**Instruction:** Print every one of the following items again word for word, changing nothing and adding nothing.

**Given records:**

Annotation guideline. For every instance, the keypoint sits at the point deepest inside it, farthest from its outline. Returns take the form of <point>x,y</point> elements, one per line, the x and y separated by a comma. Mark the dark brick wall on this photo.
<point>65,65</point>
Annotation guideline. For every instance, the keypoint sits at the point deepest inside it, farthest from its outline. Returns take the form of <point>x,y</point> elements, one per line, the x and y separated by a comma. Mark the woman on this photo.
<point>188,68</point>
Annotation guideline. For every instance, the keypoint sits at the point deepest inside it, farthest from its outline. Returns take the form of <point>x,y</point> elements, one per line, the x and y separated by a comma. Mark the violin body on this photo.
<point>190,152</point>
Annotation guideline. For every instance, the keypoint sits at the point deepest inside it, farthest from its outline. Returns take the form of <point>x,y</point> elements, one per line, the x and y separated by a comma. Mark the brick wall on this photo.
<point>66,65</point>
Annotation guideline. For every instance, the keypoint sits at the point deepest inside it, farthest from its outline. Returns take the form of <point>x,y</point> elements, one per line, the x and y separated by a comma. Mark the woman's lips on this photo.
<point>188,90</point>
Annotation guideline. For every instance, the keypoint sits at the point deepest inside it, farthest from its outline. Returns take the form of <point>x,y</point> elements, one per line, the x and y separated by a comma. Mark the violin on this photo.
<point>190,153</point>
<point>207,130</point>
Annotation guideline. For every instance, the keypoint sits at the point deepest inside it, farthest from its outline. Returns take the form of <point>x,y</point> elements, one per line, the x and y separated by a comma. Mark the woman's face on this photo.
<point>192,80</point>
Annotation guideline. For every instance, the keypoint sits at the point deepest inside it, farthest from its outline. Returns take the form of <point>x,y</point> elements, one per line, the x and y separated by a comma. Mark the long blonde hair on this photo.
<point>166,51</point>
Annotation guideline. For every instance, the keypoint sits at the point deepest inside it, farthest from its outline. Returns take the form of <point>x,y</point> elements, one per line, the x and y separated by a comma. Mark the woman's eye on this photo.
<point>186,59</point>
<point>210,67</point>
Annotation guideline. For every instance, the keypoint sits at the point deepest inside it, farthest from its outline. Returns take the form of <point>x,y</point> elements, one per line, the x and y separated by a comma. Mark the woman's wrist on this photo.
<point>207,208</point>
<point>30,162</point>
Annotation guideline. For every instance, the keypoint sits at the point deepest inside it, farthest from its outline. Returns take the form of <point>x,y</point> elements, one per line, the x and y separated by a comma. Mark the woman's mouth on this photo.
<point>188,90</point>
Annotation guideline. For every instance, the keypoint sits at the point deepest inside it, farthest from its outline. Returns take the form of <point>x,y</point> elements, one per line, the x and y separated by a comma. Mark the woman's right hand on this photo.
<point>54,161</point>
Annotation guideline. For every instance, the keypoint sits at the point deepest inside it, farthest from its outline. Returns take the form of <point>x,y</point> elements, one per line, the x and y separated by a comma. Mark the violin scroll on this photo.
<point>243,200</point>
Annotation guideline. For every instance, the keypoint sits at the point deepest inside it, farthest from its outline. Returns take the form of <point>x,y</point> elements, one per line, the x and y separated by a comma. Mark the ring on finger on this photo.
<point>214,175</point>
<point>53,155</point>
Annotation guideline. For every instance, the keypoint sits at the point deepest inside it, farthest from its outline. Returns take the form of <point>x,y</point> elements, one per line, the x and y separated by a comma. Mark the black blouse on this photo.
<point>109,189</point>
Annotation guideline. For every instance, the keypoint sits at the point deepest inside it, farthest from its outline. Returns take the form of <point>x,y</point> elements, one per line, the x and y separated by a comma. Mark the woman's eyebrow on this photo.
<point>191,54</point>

**The completed task:**
Annotation guideline. For every instance, the keypoint sits at the point deepest inside it, farthest from its outline. Returns take the form of <point>x,y</point> elements, one per line, the x and y separated by a comma. Mark the dark brick wall on this photo.
<point>65,65</point>
Annotation guideline. For every instance, the keypoint sits at the point deepest inside it, farthest from its outline. Returns take the form of <point>x,y</point> elements, one per line, the x and y separated by a comma. Mark the woman on this photo.
<point>188,68</point>
Annotation guideline. For every instance, the keypoint sits at the point deepest inside it, farthest from its outline. Returns take the form of <point>x,y</point> elements, one per line, the x and y separated by a comma. Mark the violin body on this photo.
<point>190,152</point>
Annotation guideline. For every instance, the keypoint sits at the point deepest inside it, farthest from its outline. Returns take the form of <point>x,y</point> elements, one per line, the x and y separated by a comma. Mark the brick wall on this photo.
<point>66,65</point>
Annotation guideline. For every instance, the keypoint sits at the point deepest inside it, farthest from its outline. Returns take the form of <point>x,y</point> elements, one per line, the x and y separated by a comma. Mark the woman's lips on this photo.
<point>188,90</point>
Annotation guideline. For every instance, the keypoint sits at the point deepest inside it, farthest from its outline. Returns take the form of <point>x,y</point> elements, one per line, the x and y separated by a comma. Mark the violin on this photo.
<point>190,153</point>
<point>207,130</point>
Annotation guideline. For every instance, the keypoint sits at the point deepest inside it, farthest from its outline. Returns take the form of <point>x,y</point> elements, one per line, the x and y separated by a comma. Mark the woman's face on this photo.
<point>192,80</point>
Annotation guideline. For every instance, the keypoint sits at the point deepest inside it, farthest from its outline. Returns take the form of <point>x,y</point> elements, one per line, the x and y separated by a comma. Mark the long blonde hair on this photo.
<point>166,51</point>
Annotation guideline. For every instance, the keypoint sits at the point deepest inside it, farthest from its outline. Returns take the form of <point>x,y</point> elements, one per line, the x and y separated by a comma. Mark the woman's eye on this photo.
<point>186,59</point>
<point>210,67</point>
Annotation guideline. For every instance, the keypoint sits at the point deepest inside it, farthest from its outline. Returns take the form of <point>x,y</point> elements, one per line, the x and y separated by a comma. Mark the woman's wrist on this photo.
<point>207,208</point>
<point>30,162</point>
Annotation guideline. For every instance, the keypoint sits at the point deepest inside it, farthest from its outline. Returns take the form of <point>x,y</point> elements, one per line, the x and y separated by a comma. Mark the woman's mouth on this photo.
<point>188,90</point>
Annotation guideline. For every instance, the keypoint sits at the point deepest inside it, farthest from its outline. Returns take the form of <point>x,y</point> elements, one per line, the x and y separated by a comma. Mark the woman's right hand on this photo.
<point>54,161</point>
Annotation guideline. For every instance, the keypoint sits at the point deepest inside it, farthest from its outline. Returns take the form of <point>x,y</point> elements, one per line, the x and y separated by a comma. Mark the violin scroll on this photo.
<point>243,200</point>
Annotation guideline. For every instance, the keypoint sits at the point deepest inside it, farthest from its outline. Returns take the form of <point>x,y</point> elements, one per line, the x and y separated by a comma. Mark the ring on finger on this photo.
<point>214,175</point>
<point>53,155</point>
Annotation guideline. For every instance, the keypoint sits at the point deepest inside it, farthest from its outline. Returns take the form of <point>x,y</point> elements, one per line, the x and y separated by a comma. Mark the black blouse on this photo.
<point>109,189</point>
Annotation guideline. For every instance, the keypoint sits at the point deepest inside it, farthest from its outline. Returns take the form of <point>x,y</point> elements, one per line, the x and y separated by a comma. Mark the woman's eyebrow on this photo.
<point>191,54</point>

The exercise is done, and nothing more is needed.